(Supplied records):
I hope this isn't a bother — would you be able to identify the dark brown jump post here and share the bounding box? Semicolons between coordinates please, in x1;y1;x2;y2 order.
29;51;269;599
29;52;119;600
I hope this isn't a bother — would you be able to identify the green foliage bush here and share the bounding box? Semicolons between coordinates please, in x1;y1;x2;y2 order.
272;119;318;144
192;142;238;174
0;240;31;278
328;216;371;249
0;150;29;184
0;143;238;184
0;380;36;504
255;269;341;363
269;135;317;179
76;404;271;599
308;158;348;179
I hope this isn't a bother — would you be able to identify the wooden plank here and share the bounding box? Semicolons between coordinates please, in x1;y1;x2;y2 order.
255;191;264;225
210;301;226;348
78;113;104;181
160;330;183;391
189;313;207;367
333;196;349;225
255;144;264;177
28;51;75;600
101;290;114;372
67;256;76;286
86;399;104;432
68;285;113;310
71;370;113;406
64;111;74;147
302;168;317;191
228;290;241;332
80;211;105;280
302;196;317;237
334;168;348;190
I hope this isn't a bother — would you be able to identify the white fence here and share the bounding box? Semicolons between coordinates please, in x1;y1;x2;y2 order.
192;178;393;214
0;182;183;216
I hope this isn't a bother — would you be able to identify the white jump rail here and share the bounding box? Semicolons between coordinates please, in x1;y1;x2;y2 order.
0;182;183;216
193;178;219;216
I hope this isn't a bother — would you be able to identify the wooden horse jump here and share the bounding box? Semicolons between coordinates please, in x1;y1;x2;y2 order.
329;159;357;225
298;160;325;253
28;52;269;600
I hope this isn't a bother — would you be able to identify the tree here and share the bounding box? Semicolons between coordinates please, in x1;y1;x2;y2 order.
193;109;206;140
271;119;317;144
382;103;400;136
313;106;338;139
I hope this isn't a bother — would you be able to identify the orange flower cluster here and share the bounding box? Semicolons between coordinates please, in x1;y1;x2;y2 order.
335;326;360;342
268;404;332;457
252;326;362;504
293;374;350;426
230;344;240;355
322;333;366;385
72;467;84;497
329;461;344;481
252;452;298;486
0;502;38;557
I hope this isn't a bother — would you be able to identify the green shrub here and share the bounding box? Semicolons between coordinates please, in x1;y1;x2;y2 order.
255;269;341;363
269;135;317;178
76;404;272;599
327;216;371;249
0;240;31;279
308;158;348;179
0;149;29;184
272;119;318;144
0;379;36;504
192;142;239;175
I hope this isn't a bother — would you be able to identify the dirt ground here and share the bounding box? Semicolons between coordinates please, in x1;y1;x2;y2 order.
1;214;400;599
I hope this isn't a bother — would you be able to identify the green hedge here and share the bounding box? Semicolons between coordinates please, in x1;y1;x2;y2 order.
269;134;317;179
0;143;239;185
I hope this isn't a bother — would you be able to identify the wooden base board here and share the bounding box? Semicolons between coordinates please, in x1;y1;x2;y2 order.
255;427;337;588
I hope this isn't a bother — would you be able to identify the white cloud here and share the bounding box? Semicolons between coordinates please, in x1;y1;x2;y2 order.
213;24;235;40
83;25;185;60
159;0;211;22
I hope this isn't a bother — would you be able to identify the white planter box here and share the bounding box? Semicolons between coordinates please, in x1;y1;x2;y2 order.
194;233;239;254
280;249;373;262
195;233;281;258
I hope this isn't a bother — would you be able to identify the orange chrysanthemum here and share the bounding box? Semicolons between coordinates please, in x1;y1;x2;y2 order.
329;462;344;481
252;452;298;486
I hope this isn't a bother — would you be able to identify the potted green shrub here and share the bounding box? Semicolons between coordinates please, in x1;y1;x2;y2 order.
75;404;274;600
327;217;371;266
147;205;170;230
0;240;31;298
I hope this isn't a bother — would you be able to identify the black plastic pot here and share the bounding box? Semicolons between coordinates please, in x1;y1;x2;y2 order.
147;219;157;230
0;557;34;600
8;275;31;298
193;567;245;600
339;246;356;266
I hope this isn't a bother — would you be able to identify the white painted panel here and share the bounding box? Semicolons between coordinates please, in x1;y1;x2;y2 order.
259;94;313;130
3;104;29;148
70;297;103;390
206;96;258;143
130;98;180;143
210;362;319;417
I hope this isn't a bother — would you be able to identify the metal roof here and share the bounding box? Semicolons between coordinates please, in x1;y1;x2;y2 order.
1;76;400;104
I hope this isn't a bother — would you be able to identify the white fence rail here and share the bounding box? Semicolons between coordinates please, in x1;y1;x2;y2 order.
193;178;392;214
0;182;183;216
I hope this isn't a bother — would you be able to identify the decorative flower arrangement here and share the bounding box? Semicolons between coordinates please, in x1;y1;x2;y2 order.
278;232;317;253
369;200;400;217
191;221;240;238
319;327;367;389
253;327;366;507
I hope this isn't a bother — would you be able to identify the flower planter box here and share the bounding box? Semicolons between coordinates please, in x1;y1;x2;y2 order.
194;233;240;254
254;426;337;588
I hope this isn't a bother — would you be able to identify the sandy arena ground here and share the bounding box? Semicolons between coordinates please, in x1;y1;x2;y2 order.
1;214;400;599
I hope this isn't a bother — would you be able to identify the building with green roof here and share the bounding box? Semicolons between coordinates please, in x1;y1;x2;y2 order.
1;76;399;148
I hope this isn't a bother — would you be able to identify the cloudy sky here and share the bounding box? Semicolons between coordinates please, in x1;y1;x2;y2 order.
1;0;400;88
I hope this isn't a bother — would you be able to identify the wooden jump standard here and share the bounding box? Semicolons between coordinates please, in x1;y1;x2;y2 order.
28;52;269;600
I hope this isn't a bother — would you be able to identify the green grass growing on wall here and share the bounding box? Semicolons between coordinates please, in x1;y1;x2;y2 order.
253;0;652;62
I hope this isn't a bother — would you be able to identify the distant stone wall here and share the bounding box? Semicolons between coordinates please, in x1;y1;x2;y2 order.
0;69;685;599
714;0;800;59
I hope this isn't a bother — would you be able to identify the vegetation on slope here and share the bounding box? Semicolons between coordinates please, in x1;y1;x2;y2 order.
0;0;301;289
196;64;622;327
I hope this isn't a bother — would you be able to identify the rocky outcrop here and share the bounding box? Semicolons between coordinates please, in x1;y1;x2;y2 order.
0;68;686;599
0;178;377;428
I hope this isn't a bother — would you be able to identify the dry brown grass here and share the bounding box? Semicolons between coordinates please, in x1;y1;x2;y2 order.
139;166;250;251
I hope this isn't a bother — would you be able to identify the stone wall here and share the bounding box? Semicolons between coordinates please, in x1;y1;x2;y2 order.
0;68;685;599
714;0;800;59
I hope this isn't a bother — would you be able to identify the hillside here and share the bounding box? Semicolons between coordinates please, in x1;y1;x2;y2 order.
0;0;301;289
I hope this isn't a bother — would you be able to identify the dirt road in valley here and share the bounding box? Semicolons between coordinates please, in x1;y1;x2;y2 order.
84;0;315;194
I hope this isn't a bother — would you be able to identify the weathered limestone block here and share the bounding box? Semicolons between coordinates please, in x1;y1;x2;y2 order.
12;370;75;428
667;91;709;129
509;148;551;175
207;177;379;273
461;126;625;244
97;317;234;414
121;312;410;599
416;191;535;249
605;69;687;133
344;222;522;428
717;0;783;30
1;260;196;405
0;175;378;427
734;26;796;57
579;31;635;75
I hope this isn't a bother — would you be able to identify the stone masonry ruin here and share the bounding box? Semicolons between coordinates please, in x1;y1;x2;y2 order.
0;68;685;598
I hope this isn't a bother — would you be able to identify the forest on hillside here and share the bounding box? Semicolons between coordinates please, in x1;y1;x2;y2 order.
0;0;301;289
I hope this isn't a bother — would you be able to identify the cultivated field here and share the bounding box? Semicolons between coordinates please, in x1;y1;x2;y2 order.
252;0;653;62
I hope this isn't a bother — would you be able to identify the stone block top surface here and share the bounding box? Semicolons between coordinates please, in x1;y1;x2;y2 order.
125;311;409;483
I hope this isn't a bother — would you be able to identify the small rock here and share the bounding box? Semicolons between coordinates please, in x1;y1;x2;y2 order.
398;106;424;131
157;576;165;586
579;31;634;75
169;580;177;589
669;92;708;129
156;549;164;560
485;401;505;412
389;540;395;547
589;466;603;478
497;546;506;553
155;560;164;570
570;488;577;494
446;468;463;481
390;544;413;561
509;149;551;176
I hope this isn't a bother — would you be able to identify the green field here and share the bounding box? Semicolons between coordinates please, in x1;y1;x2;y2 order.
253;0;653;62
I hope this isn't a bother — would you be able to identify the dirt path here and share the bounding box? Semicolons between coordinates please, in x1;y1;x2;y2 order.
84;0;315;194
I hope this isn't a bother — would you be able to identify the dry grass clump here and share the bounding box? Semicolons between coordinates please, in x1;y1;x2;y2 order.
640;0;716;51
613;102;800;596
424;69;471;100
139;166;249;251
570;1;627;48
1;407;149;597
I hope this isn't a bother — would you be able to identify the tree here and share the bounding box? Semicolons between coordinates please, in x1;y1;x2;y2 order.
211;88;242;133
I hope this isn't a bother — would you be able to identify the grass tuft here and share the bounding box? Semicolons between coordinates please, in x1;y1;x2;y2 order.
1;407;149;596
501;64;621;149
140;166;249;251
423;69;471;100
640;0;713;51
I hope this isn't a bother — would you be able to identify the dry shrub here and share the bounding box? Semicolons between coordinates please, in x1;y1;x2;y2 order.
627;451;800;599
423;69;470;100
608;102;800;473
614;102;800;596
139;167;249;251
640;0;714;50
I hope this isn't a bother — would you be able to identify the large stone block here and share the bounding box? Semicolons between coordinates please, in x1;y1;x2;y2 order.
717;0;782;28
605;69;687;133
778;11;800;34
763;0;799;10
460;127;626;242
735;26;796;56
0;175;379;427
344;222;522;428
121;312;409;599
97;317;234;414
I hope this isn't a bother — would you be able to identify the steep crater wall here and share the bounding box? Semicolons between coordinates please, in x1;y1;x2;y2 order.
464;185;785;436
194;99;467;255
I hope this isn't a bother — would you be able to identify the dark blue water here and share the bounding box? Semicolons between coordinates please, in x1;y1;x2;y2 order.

(What this task involves):
Only the lines from the one that contains "the dirt path" to the end of the data should be output, exactly as they appear.

(Finished exercise):
I hope this isn't a bother — would you be able to identify the dirt path here and share the bounding box? Semicolons between coordinates please, in x1;y1;x2;y2 order.
84;0;315;194
I hope this isn't a bother — would you be able to identify the dry grass clump here and share the bounding box? Semicolons between coordinates please, in x1;y1;x2;y2 order.
640;0;716;51
613;102;800;596
424;69;471;100
139;166;249;251
570;1;627;48
1;407;149;597
I hope this isn't a bother — would you be able to identify the tree here and share the bounding box? Semicolons between coordinates please, in x1;y1;x2;y2 order.
211;88;242;133
I hope this isn't a bother — would you be able to identify the grass tuft here and share the bounding box? Semicolons between coordinates please, in x1;y1;x2;y2 order.
1;407;149;596
501;64;621;149
140;166;249;251
423;69;471;100
640;0;713;51
I hope this isn't a bother — would you be able to identify the dry shrub here and share the bounding box? Semicolons between coordinates please, in x1;y1;x2;y2 order.
627;451;800;599
423;69;470;100
608;102;800;473
614;102;800;596
139;167;249;251
640;0;714;50
I hope this isn't a bother — would you be able to identify the large stone block here and share the bounding box? Semicolons between coordinates please, in x1;y1;x2;y2 order.
717;0;782;28
605;69;687;133
778;11;800;34
763;0;799;10
460;127;626;242
735;26;796;56
0;175;379;427
344;222;522;428
121;312;409;599
97;317;234;414
I hope this isn't a bother — would you be able to identify the steep crater wall here and share the bounding box? Semicolons between coordinates please, in x1;y1;x2;y2 order.
464;185;785;436
194;99;467;255
I hope this isn't a bother — would you be able to identify the dark blue water here and share the bounding box? Semicolons between coordinates please, in x1;y1;x2;y2 order.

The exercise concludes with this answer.